> _Document passage_:
**********

As we near the end of the year, many of us will be celebrating cherished holidays over the next few weeks. Our world is full of unique people and unique cultures. As a result there are a myriad of different holidays celebrated around this time. Check out some of those below:


This year Hanukkah (also spelled Chanukah) started on December 18 and will end on December 26. It is one of the most widely observed holidays in the United States. For Jewish people all over the world, the eight days of Hanukkah are a time of reflection, celebration, and learning. The holiday is marked by meaningful traditions, as well as a variety of celebratory foods and games that honor the origin story of Hanukkah. Hanukkah is a holiday with a rich history and elaborate set of customs, from the menorah lighting ceremony to the significance of traditional foods and toys.

Learn more about the history of Hanukkah here!

Las Posadas

The religious festival known as Las Posadas, or “The Inns” in Spanish, is observed between December 16 and 24 in Mexico and some regions of the United States. Related directly to the Christianity aspect of Christmas, the celebration of Las Posadas honors the trip that Joseph and Mary took from Nazareth to Bethlehem in search of a secure location where Mary could give birth to the infant Jesus.

Learn more about Las Posadas here!

Winter Solstice

When the earth’s axis tilts away from the sun during the winter solstice, which occurs between December 20 and 23, it marks the shortest day and longest night of the year for people who live in the Northern Hemisphere. Winter Solstice celebrations honor the “return” of the sun. Celebrated all over the world, Winter Solstice events can greatly differ.

It is undeniable that Stonehenge’s ancient circle aligns with the movements of the sun, even though no one is certain why it was constructed. It is one of the world’s monuments, and archaeological evidence suggests that winter solstice celebrations took place there. Modern partygoers have continued the custom by gathering early the day after the longest night to see the sun rise through the stones. For this calm and reverent celebration, visitors can even approach the stones directly, a location that is typically roped off.

The Hopi Native American tribe of northern Arizona celebrate the winter solstice with a festival called Soyal. Purification, dancing, and occasionally gift-giving are all part of ceremonies and rituals. The Hopi people welcome the kachinas, guardian spirits from the mountains, around the time of the solstice. Crafted prayer sticks are used in a variety of rituals and blessings.

Learn more about different Winter Solstice celebrations here!

**********

> _Recorded information_:

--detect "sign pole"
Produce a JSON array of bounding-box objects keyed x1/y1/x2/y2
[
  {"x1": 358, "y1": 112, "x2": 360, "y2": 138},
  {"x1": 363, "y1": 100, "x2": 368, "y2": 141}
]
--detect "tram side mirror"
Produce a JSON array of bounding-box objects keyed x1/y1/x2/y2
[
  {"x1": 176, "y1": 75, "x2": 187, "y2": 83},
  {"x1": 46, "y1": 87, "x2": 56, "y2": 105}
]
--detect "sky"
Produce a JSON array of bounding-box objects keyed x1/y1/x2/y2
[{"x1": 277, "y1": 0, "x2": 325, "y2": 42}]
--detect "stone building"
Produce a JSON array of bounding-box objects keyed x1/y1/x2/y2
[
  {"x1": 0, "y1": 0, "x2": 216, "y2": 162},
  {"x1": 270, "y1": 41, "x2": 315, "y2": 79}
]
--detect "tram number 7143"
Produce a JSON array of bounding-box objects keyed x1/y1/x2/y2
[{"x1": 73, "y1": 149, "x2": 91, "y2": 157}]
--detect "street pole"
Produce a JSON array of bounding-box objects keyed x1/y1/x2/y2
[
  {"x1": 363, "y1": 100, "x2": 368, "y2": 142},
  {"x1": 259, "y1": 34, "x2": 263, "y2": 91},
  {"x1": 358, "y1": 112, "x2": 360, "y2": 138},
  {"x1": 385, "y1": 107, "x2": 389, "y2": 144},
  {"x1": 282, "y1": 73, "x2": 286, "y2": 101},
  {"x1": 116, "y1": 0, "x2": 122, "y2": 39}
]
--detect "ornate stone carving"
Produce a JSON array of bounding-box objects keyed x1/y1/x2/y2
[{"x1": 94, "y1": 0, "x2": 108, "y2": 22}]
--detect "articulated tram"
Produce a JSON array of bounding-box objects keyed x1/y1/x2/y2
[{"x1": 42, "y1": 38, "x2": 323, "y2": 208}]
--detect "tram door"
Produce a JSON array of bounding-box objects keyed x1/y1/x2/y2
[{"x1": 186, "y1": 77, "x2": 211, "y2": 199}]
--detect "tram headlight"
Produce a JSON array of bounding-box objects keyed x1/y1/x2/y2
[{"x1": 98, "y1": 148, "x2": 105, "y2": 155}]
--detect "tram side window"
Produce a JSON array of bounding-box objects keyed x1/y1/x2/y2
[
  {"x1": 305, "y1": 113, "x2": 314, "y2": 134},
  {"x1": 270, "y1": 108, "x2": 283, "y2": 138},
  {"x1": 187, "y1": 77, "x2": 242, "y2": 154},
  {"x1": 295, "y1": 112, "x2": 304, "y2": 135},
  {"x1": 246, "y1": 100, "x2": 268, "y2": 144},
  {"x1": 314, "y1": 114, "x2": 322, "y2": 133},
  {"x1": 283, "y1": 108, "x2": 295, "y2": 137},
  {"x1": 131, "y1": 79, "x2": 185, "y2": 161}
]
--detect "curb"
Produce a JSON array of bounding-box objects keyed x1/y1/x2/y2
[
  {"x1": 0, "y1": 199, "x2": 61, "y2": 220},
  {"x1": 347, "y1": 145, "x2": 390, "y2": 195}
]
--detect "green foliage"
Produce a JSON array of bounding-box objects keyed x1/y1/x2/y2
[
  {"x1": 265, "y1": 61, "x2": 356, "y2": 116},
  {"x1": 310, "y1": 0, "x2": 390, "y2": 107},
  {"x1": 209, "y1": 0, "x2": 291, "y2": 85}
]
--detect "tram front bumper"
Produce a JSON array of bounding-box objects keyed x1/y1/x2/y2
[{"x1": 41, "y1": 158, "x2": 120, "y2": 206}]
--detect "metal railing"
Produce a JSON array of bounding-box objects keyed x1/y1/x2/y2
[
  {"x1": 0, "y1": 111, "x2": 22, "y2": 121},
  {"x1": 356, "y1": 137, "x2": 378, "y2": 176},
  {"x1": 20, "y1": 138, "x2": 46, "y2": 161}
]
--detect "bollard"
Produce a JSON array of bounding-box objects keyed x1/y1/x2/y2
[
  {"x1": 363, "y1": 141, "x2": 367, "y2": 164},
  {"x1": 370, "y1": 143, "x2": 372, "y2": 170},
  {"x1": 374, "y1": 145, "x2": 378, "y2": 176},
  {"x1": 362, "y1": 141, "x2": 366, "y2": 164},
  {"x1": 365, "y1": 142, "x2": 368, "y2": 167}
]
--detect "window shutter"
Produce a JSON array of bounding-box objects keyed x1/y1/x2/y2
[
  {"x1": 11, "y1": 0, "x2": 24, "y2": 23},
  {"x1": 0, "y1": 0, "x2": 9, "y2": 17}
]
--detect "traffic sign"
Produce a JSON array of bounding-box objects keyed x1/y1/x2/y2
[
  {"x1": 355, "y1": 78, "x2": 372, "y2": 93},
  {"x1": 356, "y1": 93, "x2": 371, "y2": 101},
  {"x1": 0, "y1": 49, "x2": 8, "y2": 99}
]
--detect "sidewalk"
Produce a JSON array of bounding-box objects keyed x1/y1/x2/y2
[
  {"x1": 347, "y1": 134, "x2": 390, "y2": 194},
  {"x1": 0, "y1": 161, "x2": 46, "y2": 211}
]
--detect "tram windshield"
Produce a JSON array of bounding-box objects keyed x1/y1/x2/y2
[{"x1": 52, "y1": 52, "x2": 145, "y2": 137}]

**********

> _What to do_:
a) Can you reproduce the stretch of the winter holidays passage from "The Hopi Native" through "rituals and blessings." word for word?
b) What date span does the winter holidays passage give for each holiday it describes?

> _Answers below_:
a)
The Hopi Native American tribe of northern Arizona celebrate the winter solstice with a festival called Soyal. Purification, dancing, and occasionally gift-giving are all part of ceremonies and rituals. The Hopi people welcome the kachinas, guardian spirits from the mountains, around the time of the solstice. Crafted prayer sticks are used in a variety of rituals and blessings.

b)
- Hanukkah: December 18 to December 26
- Las Posadas: December 16 to 24
- Winter Solstice: between December 20 and 23